Records shown –
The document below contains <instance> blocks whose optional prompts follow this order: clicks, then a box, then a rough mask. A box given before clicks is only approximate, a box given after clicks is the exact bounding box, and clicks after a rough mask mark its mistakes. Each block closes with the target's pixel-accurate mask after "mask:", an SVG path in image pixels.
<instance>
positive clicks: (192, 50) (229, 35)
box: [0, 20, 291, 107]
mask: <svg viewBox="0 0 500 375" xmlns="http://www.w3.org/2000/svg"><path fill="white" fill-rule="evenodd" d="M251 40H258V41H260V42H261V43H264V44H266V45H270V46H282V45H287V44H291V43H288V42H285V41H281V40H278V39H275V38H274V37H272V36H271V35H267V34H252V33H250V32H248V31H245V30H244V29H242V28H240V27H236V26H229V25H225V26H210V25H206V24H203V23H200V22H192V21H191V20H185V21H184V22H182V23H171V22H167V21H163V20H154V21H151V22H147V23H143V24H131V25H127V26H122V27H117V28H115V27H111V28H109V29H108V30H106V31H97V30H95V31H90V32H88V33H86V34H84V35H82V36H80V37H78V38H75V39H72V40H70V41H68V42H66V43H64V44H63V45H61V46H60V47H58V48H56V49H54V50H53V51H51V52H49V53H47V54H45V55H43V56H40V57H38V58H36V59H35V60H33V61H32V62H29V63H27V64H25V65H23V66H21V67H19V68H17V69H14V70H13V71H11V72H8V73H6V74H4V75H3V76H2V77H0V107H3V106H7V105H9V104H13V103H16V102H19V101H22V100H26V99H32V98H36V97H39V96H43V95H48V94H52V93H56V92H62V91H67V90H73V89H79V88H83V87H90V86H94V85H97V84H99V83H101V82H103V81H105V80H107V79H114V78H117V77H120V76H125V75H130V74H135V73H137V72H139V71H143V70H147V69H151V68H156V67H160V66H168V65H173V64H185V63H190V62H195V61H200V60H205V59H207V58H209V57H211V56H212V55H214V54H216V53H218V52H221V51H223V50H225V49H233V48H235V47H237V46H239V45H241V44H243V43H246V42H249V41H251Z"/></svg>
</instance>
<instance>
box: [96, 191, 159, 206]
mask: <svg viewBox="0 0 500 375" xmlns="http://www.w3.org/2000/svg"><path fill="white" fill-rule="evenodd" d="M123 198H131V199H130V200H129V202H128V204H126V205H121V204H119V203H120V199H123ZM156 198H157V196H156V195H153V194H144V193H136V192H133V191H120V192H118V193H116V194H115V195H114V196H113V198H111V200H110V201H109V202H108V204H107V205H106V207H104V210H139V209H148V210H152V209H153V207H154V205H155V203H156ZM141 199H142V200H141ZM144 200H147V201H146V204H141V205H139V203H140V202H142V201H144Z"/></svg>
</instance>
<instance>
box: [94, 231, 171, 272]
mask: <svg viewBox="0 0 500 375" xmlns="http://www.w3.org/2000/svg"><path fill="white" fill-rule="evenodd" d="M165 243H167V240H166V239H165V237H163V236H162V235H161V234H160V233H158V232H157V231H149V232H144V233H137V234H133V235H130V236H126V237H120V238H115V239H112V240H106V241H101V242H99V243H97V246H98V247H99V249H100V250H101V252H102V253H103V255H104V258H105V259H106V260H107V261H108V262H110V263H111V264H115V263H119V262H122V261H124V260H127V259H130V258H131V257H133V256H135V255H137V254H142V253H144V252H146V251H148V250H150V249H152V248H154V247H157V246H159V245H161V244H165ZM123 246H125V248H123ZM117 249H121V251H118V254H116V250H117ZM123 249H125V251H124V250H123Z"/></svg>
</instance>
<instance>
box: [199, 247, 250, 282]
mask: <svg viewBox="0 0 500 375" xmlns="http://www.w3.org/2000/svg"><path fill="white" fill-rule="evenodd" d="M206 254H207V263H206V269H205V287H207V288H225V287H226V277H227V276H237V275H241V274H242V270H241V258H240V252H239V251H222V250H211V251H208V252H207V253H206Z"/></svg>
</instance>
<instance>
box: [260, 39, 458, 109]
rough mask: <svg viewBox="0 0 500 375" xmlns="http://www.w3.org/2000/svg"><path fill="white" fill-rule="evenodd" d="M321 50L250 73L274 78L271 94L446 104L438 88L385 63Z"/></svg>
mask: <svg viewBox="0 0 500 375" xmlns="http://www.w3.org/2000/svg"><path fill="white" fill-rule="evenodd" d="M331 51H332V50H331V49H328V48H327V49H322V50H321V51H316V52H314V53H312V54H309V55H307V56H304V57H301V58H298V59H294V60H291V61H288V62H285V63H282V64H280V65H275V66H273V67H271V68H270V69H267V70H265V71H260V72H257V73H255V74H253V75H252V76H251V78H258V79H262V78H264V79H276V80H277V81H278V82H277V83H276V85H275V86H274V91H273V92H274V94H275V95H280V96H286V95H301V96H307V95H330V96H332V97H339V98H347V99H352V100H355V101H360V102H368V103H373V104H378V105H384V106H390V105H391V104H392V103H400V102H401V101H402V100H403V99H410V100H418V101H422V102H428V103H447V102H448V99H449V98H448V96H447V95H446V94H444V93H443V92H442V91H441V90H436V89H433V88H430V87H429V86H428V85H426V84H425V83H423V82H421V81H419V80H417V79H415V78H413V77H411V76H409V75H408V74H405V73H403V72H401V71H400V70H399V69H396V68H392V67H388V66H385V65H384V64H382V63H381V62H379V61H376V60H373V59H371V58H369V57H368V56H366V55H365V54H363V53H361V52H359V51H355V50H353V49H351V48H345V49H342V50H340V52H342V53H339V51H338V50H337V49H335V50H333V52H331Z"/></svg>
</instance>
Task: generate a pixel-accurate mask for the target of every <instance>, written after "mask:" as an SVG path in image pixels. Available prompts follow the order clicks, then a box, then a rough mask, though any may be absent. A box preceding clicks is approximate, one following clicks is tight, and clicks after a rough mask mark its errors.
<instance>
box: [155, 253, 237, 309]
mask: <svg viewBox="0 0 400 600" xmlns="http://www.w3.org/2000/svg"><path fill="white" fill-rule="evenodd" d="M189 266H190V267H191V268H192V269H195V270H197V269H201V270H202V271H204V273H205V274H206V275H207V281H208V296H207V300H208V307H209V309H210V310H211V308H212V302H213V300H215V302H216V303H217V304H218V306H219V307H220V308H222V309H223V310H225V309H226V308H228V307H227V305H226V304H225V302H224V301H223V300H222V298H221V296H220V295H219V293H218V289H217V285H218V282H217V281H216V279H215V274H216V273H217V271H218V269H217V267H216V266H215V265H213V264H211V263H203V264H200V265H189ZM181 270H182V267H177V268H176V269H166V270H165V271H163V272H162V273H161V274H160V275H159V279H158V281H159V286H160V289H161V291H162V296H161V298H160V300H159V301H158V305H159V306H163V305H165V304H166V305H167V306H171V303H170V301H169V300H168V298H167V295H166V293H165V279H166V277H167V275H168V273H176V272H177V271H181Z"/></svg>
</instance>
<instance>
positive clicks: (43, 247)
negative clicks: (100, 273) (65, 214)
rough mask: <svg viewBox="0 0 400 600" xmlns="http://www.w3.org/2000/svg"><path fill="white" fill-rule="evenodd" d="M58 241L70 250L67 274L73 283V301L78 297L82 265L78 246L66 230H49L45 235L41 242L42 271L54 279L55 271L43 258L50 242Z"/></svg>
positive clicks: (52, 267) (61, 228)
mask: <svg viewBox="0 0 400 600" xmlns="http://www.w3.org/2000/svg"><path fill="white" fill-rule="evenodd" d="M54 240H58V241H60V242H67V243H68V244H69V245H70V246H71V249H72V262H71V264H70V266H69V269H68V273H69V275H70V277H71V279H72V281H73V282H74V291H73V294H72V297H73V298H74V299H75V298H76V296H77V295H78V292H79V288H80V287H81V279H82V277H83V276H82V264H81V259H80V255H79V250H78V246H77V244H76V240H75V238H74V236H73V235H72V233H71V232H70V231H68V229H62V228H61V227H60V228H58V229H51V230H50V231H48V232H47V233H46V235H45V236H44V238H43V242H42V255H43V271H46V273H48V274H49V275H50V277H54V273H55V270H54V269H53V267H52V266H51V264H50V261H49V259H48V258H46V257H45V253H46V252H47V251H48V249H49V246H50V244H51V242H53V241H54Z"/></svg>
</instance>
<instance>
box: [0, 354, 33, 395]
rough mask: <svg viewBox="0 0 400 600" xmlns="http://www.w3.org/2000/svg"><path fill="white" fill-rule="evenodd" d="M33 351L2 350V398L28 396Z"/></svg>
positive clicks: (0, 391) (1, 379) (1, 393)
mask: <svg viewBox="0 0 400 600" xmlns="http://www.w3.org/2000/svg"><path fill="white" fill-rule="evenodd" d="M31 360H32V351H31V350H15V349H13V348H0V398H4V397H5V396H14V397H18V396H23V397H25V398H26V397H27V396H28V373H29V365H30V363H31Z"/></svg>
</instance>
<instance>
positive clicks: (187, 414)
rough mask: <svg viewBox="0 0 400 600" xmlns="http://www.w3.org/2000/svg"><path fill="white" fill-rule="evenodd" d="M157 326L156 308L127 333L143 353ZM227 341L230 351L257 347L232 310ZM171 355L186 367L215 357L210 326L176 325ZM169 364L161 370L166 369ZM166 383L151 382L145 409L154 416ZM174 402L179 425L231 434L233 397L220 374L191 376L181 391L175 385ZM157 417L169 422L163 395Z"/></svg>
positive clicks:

Problem details –
Express the records above, from their first line through the line containing "box: [0, 20, 291, 107]" inclusive, as a JSON list of strings with one string per line and blank lines omitted.

Output below –
[
  "The document below contains <instance> blocks whose optional prompts follow this order: clicks, then a box, then a rough mask. A box given before clicks is only approximate, a box given after clicks is the exact bounding box, and clicks after a rough mask mark its mistakes. Each block closes with the target's pixel-accurate mask after \"mask:\", an SVG path in image pixels.",
  "<instance>",
  "positive clicks: (192, 50) (229, 35)",
  "box: [0, 20, 291, 107]"
]